> _TASK PROMPT_
Rewrite every line of the records below, adding 96 to each coordinate in the answers and leaving out the pictures.

> _RECORDS TO USE_
########################################
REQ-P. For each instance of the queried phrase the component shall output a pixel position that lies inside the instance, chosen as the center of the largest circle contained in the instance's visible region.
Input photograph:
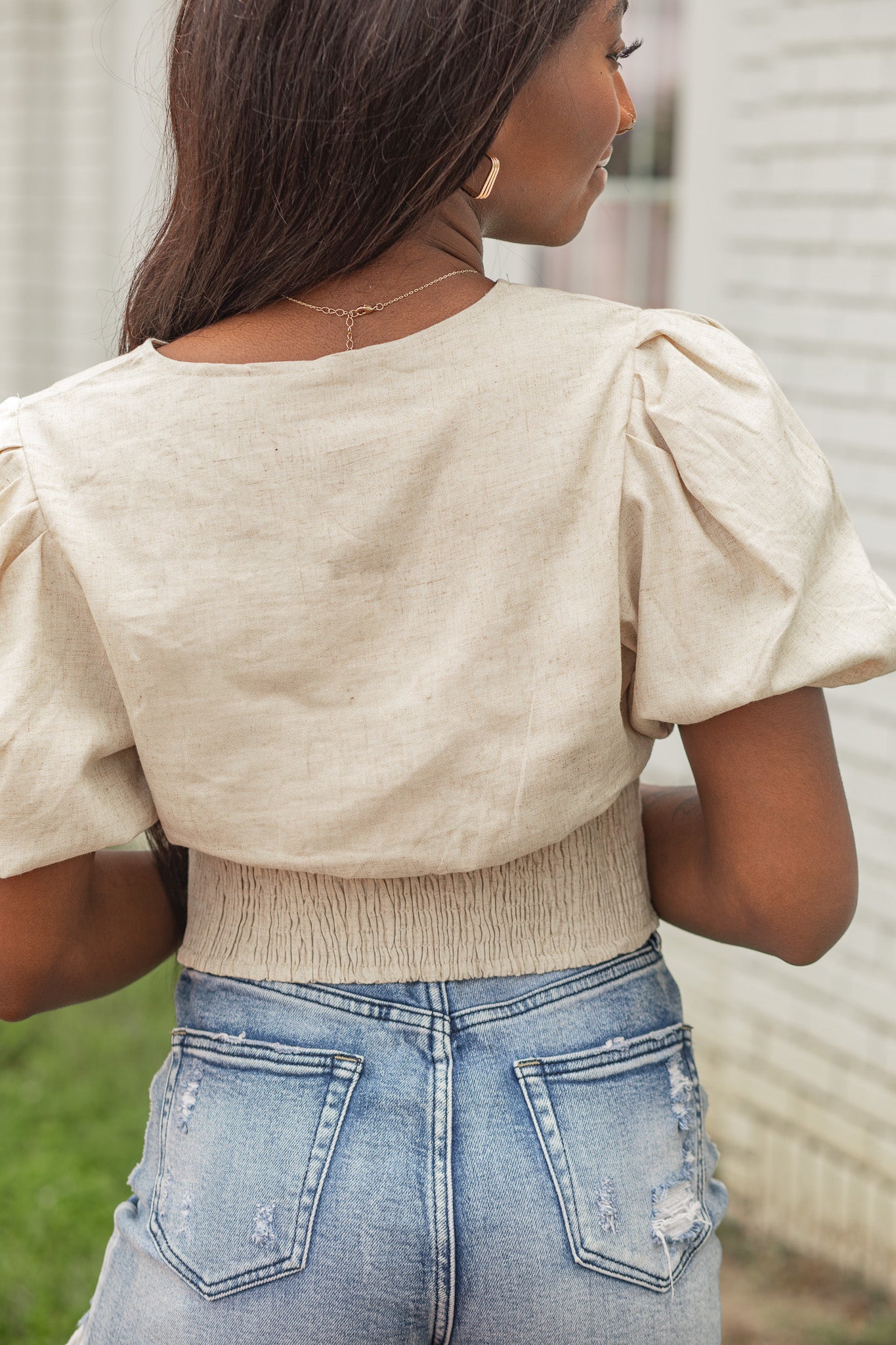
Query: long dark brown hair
(308, 136)
(305, 139)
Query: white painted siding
(789, 236)
(74, 164)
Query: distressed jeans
(507, 1161)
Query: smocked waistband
(580, 902)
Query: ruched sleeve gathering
(740, 573)
(70, 778)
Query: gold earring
(489, 181)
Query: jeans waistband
(431, 1003)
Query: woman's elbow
(806, 930)
(23, 993)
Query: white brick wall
(74, 165)
(797, 177)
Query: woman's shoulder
(576, 317)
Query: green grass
(73, 1109)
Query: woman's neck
(449, 241)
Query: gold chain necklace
(351, 314)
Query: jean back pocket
(247, 1134)
(621, 1129)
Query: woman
(372, 584)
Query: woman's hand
(762, 852)
(79, 930)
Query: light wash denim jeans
(508, 1161)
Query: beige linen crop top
(418, 609)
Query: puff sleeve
(740, 573)
(70, 778)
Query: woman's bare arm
(79, 930)
(762, 852)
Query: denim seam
(408, 1016)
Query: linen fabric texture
(416, 609)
########################################
> _ANSWER TO THIS PROBLEM_
REQ-P. For each instance of the queried phrase the component shall output a pixel position that lies inside the instance, chosen as the center of the largest circle contained in the instance's visible region.
Input photograph:
Query: long dark brown hair
(404, 232)
(401, 235)
Query: white painted siding
(885, 332)
(170, 260)
Query: distressed jeans
(603, 1257)
Query: smocked waistband
(676, 998)
Query: ruched sleeve gathering
(836, 669)
(166, 874)
Query: gold earring
(585, 277)
Query: jeans waistband
(527, 1099)
Query: woman's elbow
(902, 1026)
(119, 1089)
Query: white brick wall
(170, 261)
(893, 273)
Query: woman's shoulder
(672, 413)
Query: green grass
(169, 1205)
Query: woman's neck
(545, 337)
Query: gold chain necklace
(447, 410)
Query: jean back pocket
(343, 1230)
(717, 1225)
Query: woman
(468, 680)
Query: woman's hand
(858, 948)
(175, 1026)
Query: light wash denim jeans
(604, 1257)
Query: beige linen crop top
(514, 705)
Query: puff sleeve
(836, 669)
(166, 874)
Query: woman's bare arm
(175, 1026)
(858, 948)
Query: denim seam
(504, 1112)
Query: linen fabric texture
(512, 705)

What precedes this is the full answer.